Goal of the exercise: Below are the entries. Transcribe exactly the lines from the one with "locate the yellow lemon in the photo above" through the one with "locate the woman's eyebrow in the photo above", ends included, and leave out all others.

Listed records:
== Segment start ==
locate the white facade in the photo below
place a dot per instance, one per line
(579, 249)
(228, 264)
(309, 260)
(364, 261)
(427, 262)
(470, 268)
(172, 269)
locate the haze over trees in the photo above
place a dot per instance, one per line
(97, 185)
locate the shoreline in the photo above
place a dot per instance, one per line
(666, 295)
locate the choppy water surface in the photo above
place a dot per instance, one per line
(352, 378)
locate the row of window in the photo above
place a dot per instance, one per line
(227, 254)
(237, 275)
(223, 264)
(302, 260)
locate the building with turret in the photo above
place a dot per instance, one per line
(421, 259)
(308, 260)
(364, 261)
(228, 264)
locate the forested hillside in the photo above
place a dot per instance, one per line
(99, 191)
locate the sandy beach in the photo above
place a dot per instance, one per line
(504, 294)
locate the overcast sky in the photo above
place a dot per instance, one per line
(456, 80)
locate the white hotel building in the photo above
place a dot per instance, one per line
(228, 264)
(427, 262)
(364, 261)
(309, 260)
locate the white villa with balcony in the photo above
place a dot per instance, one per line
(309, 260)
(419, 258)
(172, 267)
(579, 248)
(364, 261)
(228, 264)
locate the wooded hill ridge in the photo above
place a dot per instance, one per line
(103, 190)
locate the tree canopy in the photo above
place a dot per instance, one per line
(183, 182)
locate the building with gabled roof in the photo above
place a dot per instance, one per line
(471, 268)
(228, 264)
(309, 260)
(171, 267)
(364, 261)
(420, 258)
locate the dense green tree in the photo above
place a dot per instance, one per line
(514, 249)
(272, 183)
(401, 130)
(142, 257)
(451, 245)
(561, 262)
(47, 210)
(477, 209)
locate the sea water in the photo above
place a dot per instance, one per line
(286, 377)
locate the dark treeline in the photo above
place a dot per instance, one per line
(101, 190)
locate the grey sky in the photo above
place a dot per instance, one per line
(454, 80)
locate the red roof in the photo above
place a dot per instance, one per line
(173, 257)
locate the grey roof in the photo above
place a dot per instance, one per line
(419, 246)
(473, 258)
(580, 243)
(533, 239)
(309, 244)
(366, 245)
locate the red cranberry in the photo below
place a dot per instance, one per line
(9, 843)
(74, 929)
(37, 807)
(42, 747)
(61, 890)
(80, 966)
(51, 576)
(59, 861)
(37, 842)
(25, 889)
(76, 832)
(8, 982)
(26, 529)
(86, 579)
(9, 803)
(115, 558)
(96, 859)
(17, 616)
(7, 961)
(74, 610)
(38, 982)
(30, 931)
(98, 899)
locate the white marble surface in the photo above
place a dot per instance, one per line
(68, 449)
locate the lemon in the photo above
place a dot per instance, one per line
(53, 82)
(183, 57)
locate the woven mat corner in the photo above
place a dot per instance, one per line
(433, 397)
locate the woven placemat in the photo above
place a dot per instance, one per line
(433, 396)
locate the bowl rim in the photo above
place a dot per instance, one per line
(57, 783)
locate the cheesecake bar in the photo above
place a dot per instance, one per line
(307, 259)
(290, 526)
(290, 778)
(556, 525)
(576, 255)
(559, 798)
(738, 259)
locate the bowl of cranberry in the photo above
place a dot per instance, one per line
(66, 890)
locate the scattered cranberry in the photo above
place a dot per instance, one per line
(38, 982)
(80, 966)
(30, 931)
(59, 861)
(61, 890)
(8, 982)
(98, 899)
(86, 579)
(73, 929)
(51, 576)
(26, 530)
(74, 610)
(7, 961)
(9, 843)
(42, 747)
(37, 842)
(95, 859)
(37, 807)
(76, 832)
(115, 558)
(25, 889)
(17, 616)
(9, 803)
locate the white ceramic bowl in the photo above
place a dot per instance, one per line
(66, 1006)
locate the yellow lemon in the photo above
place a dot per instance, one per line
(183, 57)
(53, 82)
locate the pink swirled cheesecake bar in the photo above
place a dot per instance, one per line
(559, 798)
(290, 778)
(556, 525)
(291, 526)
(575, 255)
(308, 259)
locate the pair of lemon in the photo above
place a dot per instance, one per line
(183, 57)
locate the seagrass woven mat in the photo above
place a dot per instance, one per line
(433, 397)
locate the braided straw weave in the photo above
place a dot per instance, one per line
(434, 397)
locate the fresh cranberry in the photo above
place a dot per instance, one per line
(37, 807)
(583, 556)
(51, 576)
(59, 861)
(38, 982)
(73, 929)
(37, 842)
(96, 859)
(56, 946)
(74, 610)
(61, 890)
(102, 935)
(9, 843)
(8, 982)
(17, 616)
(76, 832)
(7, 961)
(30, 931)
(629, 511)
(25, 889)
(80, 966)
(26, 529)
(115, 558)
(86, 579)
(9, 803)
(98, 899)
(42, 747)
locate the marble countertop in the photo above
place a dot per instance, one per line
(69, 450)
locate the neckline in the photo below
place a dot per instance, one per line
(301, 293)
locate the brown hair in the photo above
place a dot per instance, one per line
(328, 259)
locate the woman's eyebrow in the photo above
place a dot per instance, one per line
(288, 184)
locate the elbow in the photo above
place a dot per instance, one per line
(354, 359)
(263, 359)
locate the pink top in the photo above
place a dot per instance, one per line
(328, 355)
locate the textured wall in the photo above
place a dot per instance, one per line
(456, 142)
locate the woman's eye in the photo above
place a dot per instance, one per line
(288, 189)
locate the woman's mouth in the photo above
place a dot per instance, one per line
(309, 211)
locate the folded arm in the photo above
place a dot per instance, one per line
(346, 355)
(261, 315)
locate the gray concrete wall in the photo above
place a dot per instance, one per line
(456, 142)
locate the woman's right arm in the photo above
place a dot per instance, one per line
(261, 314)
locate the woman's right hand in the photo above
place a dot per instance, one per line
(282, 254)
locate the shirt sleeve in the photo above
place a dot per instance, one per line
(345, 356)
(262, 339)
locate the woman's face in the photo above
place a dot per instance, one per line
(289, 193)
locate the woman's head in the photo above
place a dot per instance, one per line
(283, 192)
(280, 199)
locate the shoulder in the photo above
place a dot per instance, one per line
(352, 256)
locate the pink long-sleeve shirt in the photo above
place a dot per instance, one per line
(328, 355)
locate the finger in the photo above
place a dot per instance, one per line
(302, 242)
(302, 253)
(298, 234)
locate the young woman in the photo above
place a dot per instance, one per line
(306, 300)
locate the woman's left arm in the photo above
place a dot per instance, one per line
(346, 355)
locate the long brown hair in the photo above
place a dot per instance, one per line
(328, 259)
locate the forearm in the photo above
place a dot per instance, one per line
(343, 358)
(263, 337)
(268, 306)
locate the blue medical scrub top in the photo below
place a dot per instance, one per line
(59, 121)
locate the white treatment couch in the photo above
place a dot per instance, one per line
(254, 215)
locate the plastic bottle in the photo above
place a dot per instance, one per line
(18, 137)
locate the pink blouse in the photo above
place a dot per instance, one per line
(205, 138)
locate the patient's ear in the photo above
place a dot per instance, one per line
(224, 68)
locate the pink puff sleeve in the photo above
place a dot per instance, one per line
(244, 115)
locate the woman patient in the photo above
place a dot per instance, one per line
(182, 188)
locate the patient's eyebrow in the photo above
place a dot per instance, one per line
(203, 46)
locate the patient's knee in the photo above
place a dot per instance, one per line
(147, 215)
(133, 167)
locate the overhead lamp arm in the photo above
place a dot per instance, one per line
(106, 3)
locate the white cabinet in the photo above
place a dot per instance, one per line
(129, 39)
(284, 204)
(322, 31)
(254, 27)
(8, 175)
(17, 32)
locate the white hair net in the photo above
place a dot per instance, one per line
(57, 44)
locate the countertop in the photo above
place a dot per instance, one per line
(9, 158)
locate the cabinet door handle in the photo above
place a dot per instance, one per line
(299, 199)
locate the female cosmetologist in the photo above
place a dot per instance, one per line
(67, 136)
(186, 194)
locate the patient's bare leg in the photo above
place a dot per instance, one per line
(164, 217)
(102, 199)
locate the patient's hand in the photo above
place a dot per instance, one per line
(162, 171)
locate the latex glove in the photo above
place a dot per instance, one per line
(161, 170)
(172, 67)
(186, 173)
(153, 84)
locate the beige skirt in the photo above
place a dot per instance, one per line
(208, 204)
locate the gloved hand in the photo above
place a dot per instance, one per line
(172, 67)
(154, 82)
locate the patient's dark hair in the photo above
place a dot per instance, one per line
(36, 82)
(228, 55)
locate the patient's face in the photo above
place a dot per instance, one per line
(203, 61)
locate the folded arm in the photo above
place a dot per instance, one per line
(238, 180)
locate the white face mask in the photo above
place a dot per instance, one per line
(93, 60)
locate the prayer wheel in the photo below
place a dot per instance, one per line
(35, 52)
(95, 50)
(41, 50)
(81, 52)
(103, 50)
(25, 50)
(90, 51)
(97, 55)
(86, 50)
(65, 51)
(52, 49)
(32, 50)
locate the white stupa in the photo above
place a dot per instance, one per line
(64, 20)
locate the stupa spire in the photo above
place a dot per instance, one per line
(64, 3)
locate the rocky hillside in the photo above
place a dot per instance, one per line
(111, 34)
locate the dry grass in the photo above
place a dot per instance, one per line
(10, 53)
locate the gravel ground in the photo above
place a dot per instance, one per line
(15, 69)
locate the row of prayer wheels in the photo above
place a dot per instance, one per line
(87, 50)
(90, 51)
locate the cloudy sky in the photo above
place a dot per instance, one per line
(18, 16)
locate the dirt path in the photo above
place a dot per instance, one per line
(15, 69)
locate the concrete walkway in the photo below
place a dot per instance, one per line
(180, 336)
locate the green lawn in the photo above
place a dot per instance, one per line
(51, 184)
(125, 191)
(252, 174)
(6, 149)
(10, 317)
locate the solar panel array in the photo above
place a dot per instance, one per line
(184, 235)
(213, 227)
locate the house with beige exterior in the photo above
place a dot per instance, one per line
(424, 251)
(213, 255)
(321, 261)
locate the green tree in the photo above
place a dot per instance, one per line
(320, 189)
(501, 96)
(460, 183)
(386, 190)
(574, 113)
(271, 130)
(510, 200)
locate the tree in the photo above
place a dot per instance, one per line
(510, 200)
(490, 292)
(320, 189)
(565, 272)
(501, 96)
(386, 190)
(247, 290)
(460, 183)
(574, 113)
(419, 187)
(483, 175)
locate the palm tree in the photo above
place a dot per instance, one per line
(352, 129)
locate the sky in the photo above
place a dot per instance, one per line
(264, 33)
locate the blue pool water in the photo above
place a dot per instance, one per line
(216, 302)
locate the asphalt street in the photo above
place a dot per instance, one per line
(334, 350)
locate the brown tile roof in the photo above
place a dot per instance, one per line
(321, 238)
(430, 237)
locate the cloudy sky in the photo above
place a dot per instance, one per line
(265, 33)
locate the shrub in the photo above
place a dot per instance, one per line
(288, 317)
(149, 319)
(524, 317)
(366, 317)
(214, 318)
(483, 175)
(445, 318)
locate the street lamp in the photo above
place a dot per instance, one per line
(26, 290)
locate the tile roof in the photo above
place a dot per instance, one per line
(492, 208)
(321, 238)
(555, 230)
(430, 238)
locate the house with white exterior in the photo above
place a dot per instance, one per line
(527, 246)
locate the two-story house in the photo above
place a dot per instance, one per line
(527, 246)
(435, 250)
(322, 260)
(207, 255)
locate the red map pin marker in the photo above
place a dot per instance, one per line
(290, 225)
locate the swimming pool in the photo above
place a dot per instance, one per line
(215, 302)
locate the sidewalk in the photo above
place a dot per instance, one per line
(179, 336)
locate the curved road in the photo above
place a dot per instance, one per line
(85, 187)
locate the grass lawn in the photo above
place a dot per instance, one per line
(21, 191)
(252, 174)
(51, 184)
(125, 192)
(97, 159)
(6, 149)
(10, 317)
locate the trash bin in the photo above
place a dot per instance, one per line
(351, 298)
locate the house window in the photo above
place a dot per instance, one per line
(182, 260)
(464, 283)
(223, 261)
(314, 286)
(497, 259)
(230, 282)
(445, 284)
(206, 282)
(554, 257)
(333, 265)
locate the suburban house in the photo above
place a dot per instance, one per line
== Segment end ==
Output for this exercise:
locate the yellow lemon in the photo above
place a dot per instance, one per line
(183, 57)
(53, 82)
locate the pink swirled cheesecake bar in the photo above
place a dot per instance, one per line
(559, 798)
(290, 778)
(556, 525)
(291, 526)
(575, 255)
(308, 259)
locate the pair of lemon in the photo above
place a dot per instance, one per line
(183, 57)
locate the seagrass woven mat in the photo above
place a dot per instance, one per line
(433, 397)
locate the braided straw weave in the photo above
place a dot per instance, one per line
(434, 397)
locate the fresh cranberry in the photo above
place a dot per instance, one per line
(37, 807)
(583, 556)
(51, 576)
(59, 861)
(38, 982)
(73, 929)
(37, 842)
(96, 859)
(56, 946)
(74, 610)
(61, 890)
(102, 935)
(9, 843)
(8, 982)
(17, 616)
(76, 832)
(7, 961)
(30, 931)
(629, 511)
(25, 889)
(80, 966)
(26, 529)
(115, 558)
(86, 579)
(9, 803)
(98, 899)
(42, 747)
locate the marble countertop in the photo above
place a dot per instance, one per line
(69, 450)
locate the neckline in the photo below
place a dot per instance, one per line
(301, 293)
locate the brown hair in the photo above
place a dot per instance, one per line
(328, 259)
locate the woman's eyebrow in the photo above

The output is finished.